*** LISTED RECORDS

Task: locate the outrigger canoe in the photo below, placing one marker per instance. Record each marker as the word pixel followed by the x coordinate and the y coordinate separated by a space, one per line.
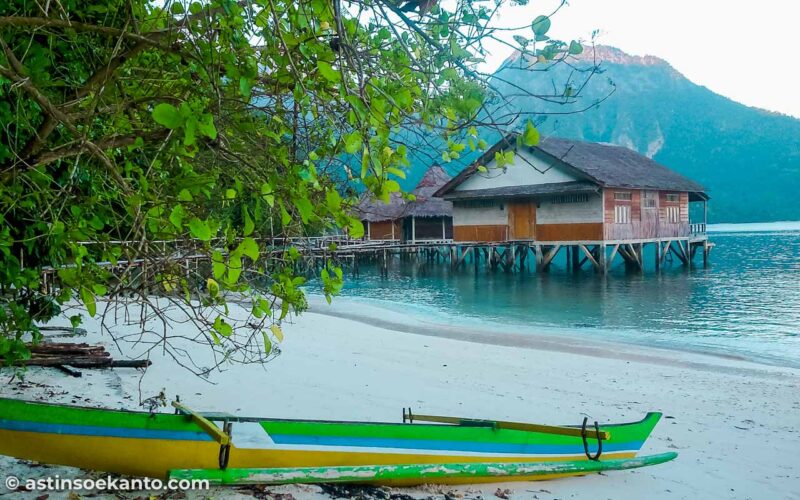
pixel 226 449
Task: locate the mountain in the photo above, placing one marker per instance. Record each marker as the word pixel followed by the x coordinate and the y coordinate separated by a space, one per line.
pixel 747 158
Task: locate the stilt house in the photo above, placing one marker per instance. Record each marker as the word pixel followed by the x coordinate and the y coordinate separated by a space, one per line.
pixel 571 191
pixel 425 218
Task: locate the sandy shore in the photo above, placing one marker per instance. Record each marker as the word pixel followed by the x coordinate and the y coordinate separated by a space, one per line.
pixel 735 424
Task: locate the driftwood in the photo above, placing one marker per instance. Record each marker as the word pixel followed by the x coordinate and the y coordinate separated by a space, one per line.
pixel 61 355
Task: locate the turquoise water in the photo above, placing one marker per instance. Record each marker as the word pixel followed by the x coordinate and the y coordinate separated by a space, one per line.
pixel 747 303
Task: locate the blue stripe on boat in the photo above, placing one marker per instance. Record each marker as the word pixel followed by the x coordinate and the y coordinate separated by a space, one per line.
pixel 88 430
pixel 469 446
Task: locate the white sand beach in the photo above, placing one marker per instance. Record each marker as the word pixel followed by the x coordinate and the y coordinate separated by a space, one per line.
pixel 734 423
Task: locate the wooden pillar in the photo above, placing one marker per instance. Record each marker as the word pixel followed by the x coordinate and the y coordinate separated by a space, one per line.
pixel 658 256
pixel 601 258
pixel 576 265
pixel 537 249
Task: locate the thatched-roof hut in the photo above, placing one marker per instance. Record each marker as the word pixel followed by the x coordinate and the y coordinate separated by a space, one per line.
pixel 425 218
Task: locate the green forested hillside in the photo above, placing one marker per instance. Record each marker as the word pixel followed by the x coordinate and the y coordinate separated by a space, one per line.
pixel 748 159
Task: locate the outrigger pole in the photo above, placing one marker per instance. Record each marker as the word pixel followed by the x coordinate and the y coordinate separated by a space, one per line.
pixel 388 473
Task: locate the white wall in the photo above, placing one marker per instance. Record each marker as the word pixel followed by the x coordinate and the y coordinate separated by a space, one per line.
pixel 561 213
pixel 480 216
pixel 528 169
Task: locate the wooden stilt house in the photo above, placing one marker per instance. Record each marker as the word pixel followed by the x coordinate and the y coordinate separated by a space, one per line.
pixel 425 218
pixel 571 191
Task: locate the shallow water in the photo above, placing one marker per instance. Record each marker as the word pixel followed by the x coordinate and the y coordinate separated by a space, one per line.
pixel 747 303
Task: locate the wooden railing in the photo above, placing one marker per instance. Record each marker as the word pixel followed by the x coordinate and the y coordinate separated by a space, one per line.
pixel 697 228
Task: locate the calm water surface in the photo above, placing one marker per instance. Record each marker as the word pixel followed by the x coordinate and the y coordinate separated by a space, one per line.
pixel 746 303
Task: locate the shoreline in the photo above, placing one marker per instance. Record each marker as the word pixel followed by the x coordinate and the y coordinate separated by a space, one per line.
pixel 725 418
pixel 566 340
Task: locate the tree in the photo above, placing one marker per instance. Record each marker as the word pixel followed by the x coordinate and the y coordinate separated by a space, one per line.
pixel 136 133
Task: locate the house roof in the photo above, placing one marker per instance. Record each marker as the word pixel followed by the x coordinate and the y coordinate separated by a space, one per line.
pixel 425 204
pixel 605 165
pixel 527 190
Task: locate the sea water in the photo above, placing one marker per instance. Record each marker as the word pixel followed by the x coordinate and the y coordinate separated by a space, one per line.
pixel 746 303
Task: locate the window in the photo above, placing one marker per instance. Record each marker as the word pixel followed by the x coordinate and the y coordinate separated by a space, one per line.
pixel 622 214
pixel 569 198
pixel 674 214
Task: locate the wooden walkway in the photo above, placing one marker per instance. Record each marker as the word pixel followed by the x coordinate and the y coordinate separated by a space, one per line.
pixel 538 255
pixel 509 256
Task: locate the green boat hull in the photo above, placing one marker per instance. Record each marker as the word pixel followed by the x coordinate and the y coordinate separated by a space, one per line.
pixel 388 474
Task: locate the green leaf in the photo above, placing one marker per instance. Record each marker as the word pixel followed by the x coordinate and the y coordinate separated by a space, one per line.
pixel 267 342
pixel 88 300
pixel 234 268
pixel 213 287
pixel 206 126
pixel 249 226
pixel 333 200
pixel 218 264
pixel 244 87
pixel 222 327
pixel 248 247
pixel 167 115
pixel 352 142
pixel 575 48
pixel 327 72
pixel 304 207
pixel 285 217
pixel 531 136
pixel 276 330
pixel 176 216
pixel 200 229
pixel 540 25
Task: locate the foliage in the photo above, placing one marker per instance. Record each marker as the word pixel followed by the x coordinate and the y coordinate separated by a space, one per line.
pixel 137 133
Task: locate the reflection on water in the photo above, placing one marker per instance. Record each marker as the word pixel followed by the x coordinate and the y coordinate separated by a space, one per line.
pixel 747 302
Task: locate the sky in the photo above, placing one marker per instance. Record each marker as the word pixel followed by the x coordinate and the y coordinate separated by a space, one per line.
pixel 741 49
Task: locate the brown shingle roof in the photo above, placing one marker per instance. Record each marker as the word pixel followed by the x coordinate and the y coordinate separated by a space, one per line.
pixel 425 204
pixel 606 165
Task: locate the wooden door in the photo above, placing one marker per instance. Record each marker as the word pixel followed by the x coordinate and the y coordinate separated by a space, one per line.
pixel 522 220
pixel 649 227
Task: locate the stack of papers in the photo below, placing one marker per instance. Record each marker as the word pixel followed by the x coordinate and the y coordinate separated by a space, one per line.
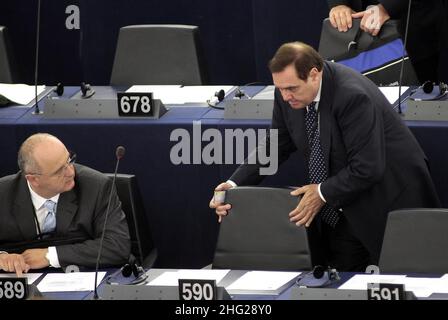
pixel 19 93
pixel 391 93
pixel 171 278
pixel 74 281
pixel 32 277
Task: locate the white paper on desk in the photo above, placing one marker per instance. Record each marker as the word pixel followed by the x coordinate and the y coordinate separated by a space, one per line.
pixel 360 281
pixel 30 276
pixel 181 95
pixel 391 93
pixel 20 93
pixel 261 281
pixel 424 287
pixel 73 281
pixel 171 278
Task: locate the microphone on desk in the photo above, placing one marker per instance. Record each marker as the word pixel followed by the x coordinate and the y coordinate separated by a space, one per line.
pixel 119 153
pixel 239 92
pixel 36 65
pixel 402 59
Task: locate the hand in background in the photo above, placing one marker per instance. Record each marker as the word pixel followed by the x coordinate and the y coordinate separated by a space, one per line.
pixel 341 17
pixel 308 207
pixel 35 258
pixel 220 208
pixel 13 263
pixel 372 19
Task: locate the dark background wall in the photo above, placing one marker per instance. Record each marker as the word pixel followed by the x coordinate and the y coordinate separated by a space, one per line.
pixel 238 36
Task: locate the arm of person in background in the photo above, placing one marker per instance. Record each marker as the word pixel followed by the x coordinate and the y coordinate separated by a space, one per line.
pixel 340 16
pixel 13 263
pixel 372 19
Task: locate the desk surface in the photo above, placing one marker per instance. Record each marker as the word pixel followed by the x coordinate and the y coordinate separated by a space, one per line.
pixel 176 197
pixel 143 292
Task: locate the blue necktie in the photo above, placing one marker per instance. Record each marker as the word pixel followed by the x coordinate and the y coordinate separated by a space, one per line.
pixel 49 224
pixel 316 166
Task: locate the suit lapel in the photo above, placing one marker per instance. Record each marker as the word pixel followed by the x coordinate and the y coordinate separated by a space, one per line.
pixel 296 118
pixel 326 98
pixel 24 211
pixel 66 210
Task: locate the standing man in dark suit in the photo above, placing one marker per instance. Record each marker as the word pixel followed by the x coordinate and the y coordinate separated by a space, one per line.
pixel 53 198
pixel 362 160
pixel 427 34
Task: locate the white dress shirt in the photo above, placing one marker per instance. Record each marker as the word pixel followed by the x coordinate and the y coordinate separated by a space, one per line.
pixel 41 213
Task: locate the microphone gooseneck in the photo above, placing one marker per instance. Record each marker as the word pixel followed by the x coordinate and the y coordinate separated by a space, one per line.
pixel 402 59
pixel 120 151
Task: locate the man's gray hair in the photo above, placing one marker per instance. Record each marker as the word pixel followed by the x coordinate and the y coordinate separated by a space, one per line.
pixel 25 159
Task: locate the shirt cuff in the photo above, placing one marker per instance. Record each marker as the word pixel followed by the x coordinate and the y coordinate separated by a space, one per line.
pixel 233 184
pixel 52 257
pixel 320 193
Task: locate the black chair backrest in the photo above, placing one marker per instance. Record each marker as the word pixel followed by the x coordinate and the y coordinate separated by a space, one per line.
pixel 139 229
pixel 257 233
pixel 415 240
pixel 158 55
pixel 345 46
pixel 7 66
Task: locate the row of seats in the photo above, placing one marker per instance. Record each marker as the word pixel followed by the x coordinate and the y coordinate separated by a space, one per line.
pixel 258 235
pixel 145 54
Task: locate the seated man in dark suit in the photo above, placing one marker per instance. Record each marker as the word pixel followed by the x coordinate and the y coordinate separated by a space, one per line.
pixel 52 212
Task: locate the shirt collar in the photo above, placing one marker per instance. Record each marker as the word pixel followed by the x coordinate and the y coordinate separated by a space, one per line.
pixel 317 98
pixel 39 201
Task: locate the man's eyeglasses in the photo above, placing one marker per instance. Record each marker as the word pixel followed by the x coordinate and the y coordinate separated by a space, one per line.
pixel 63 169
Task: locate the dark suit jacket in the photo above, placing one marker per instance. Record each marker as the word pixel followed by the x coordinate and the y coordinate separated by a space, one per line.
pixel 80 215
pixel 375 165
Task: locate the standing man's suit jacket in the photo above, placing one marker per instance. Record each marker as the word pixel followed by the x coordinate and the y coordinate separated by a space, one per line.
pixel 80 215
pixel 375 165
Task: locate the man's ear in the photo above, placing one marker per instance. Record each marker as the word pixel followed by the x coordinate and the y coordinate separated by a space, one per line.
pixel 32 179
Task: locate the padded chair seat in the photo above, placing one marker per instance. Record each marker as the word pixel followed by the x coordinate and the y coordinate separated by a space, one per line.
pixel 257 233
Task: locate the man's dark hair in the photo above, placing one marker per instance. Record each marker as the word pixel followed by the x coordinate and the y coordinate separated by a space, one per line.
pixel 303 56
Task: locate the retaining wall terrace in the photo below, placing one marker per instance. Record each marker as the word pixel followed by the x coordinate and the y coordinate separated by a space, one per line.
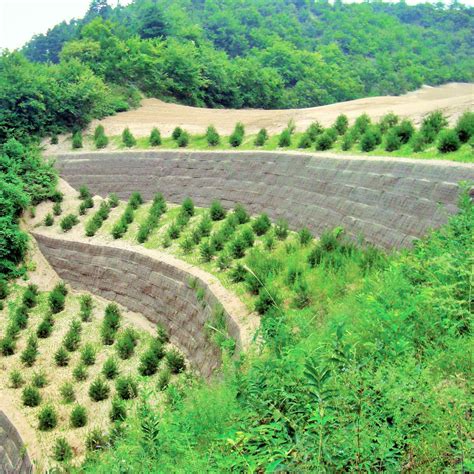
pixel 388 201
pixel 13 456
pixel 157 289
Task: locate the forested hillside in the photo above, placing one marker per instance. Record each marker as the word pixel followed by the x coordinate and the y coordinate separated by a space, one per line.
pixel 283 53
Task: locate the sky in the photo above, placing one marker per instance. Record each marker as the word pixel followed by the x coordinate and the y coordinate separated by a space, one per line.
pixel 21 19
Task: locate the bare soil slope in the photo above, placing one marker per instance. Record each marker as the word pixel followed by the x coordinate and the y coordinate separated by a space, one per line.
pixel 453 99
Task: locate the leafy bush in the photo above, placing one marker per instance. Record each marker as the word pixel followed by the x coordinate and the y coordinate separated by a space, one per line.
pixel 67 392
pixel 128 139
pixel 175 361
pixel 88 354
pixel 262 224
pixel 126 387
pixel 62 451
pixel 212 137
pixel 30 397
pixel 78 417
pixel 68 222
pixel 261 138
pixel 465 126
pixel 155 137
pixel 216 211
pixel 99 390
pixel 47 418
pixel 77 140
pixel 448 141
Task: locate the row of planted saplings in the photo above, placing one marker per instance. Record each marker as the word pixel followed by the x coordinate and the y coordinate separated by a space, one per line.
pixel 390 131
pixel 125 341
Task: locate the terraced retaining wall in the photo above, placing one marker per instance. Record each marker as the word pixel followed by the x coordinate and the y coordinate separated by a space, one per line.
pixel 158 290
pixel 13 456
pixel 387 201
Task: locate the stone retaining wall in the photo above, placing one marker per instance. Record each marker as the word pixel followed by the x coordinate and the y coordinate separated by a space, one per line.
pixel 154 288
pixel 13 456
pixel 388 201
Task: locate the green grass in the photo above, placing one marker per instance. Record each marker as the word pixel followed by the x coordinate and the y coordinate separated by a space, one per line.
pixel 198 142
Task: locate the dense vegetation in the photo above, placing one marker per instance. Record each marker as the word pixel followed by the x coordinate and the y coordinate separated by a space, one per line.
pixel 360 363
pixel 257 53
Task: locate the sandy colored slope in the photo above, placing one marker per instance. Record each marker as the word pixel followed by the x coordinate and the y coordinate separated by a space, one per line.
pixel 453 99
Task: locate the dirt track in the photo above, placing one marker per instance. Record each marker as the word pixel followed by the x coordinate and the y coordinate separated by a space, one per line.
pixel 453 99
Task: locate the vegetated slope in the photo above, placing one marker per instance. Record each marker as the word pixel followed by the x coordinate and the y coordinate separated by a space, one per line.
pixel 451 99
pixel 256 53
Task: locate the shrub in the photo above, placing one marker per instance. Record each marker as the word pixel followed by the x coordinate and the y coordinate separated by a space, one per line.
pixel 212 136
pixel 465 126
pixel 284 140
pixel 30 397
pixel 113 200
pixel 261 138
pixel 128 139
pixel 61 357
pixel 29 355
pixel 77 140
pixel 164 379
pixel 47 418
pixel 448 141
pixel 45 327
pixel 183 140
pixel 48 220
pixel 80 372
pixel 62 451
pixel 86 306
pixel 110 368
pixel 175 361
pixel 57 210
pixel 118 410
pixel 99 390
pixel 88 354
pixel 155 137
pixel 261 225
pixel 78 417
pixel 393 141
pixel 177 133
pixel 39 380
pixel 16 379
pixel 67 392
pixel 341 124
pixel 126 387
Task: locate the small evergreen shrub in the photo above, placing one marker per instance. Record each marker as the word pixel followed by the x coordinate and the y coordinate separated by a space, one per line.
pixel 61 357
pixel 62 451
pixel 16 379
pixel 78 417
pixel 47 418
pixel 261 138
pixel 448 141
pixel 110 368
pixel 126 387
pixel 261 225
pixel 118 410
pixel 48 220
pixel 128 139
pixel 99 390
pixel 77 140
pixel 212 137
pixel 175 361
pixel 67 392
pixel 155 137
pixel 30 397
pixel 88 354
pixel 80 372
pixel 217 211
pixel 68 222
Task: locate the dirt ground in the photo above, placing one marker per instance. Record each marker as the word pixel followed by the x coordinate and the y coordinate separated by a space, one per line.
pixel 453 99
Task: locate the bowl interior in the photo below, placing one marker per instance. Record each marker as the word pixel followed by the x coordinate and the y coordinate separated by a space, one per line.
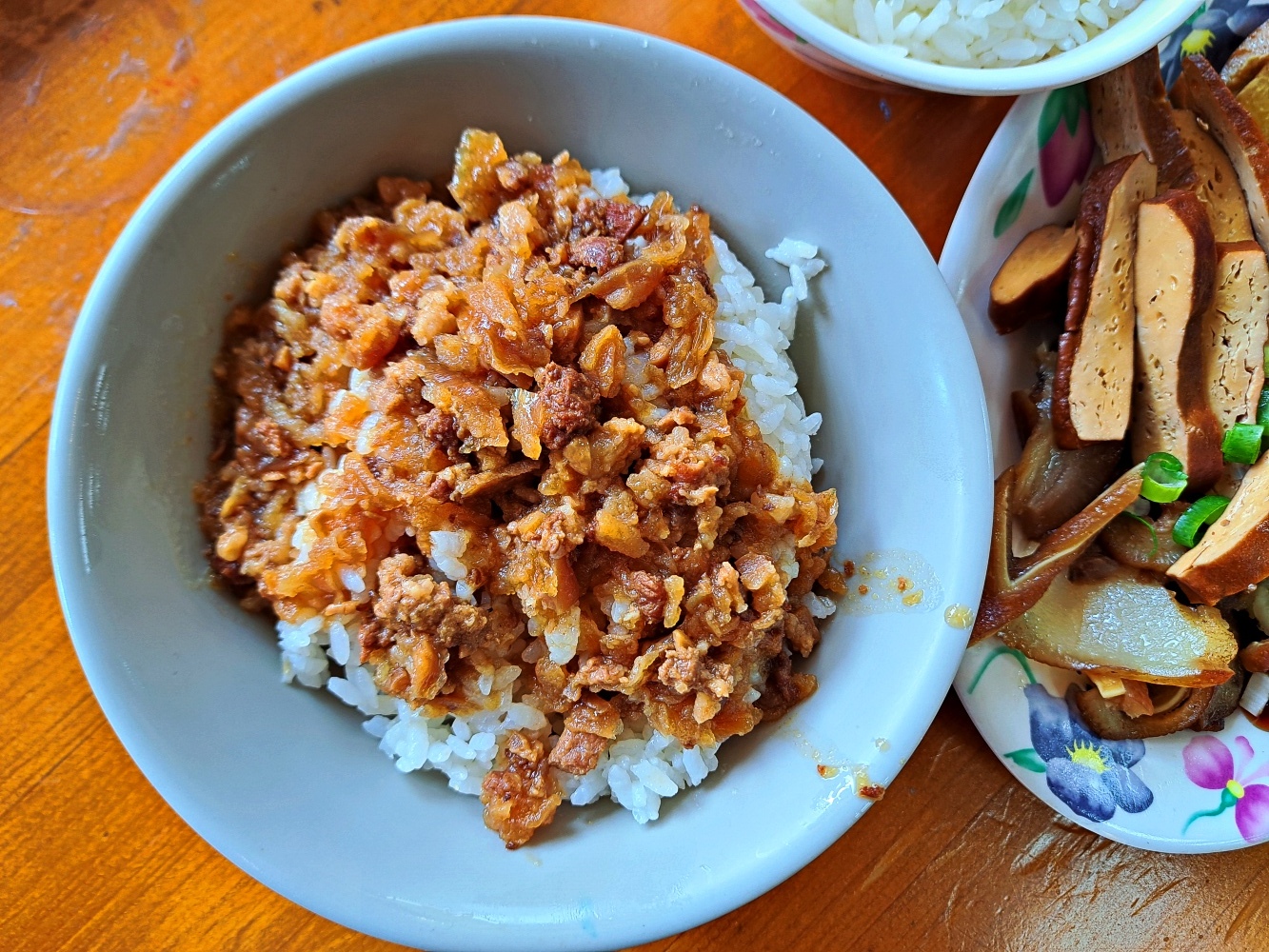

******

Leave out all pictures and extract exactly the lines from the line with "Task: locate the small" through the end of the material.

Task: locate the small evergreen shrub in the photo above, placing one marker per instance. Record each marker as the word pixel followed by the x coordinate and the y coordinate separated by a space, one per line.
pixel 61 357
pixel 62 451
pixel 16 379
pixel 78 417
pixel 47 418
pixel 261 138
pixel 448 141
pixel 110 368
pixel 126 387
pixel 261 225
pixel 118 410
pixel 48 220
pixel 128 139
pixel 99 390
pixel 77 140
pixel 212 137
pixel 175 361
pixel 67 392
pixel 155 137
pixel 30 397
pixel 88 354
pixel 80 372
pixel 217 211
pixel 68 222
Task: locate the dirt ground in the photo above, placing one marker per instance. Record each marker as the word pixel followed by the x coordinate and the y coordinate separated by a space, one per line.
pixel 453 99
Task: locate the bowl interior in the photo below, placing one marker per instance. Record each marker as the word pixel followed by the x coordinate and the y coordinate separated by a space, one per line.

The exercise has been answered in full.